**Texte à lire:**
╔══

L’offre de musique dite classique – et de musique au sens large – est très maigre côté rive gauche à Paris : pour remédier un peu à cette inégale répartition, une association (La petite musique bleue) s’est lancée dans l’organisation d’un festival dans le 14e arrondissement : Musique(s) rive gauche. Il ne verra véritablement le jour qu’en avril prochain mais, malgré toutes les complications inhérentes à la situation sanitaire, les organisatrices ont tenu à prendre date en confiant dès cette rentrée un concert de préfiguration à l’ensemble I Giardini.
 
Comme tant d’autres formations, celle menée par Pauline Buet et David Violi (photo), ses directeurs artistiques, avec Shuichi Okada et Léa Hennino à leurs côtés, a dû mettre son activité en pause à partir de la mi-mars. Son nom aura toutefois beaucoup circulé depuis lors grâce à la parution de « Nuits », un enregistrement avec Véronique Gens qui reprend un programme du Palazzetto Bru Zane donné plusieurs fois en concert l’an dernier.(1) Un bijou de poésie, d’onirisme, d’émotion, et d’esprit ! (2)

╚══

**Consignes:**
1. Recopiez, s'il vous plaît, le passage du texte sur le festival Musique(s) rive gauche qui s'ouvre sur les mots « Comme tant d’autres » et se termine par « et d’esprit ! (2) ».
2. Relevez toutes les personnes désignées par leur nom dans le texte sur le festival Musique(s) rive gauche.
Les lignes ci-dessous ont une autre origine que le texte sur le festival Musique(s) rive gauche.

**Données enregistrées:**
╔══

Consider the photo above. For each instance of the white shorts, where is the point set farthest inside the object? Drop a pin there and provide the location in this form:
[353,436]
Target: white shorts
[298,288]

╚══

**Réponses:**
1.
Comme tant d’autres formations, celle menée par Pauline Buet et David Violi (photo), ses directeurs artistiques, avec Shuichi Okada et Léa Hennino à leurs côtés, a dû mettre son activité en pause à partir de la mi-mars. Son nom aura toutefois beaucoup circulé depuis lors grâce à la parution de « Nuits », un enregistrement avec Véronique Gens qui reprend un programme du Palazzetto Bru Zane donné plusieurs fois en concert l’an dernier.(1) Un bijou de poésie, d’onirisme, d’émotion, et d’esprit ! (2)

2.
- Pauline Buet
- David Violi
- Shuichi Okada
- Léa Hennino
- Véronique Gens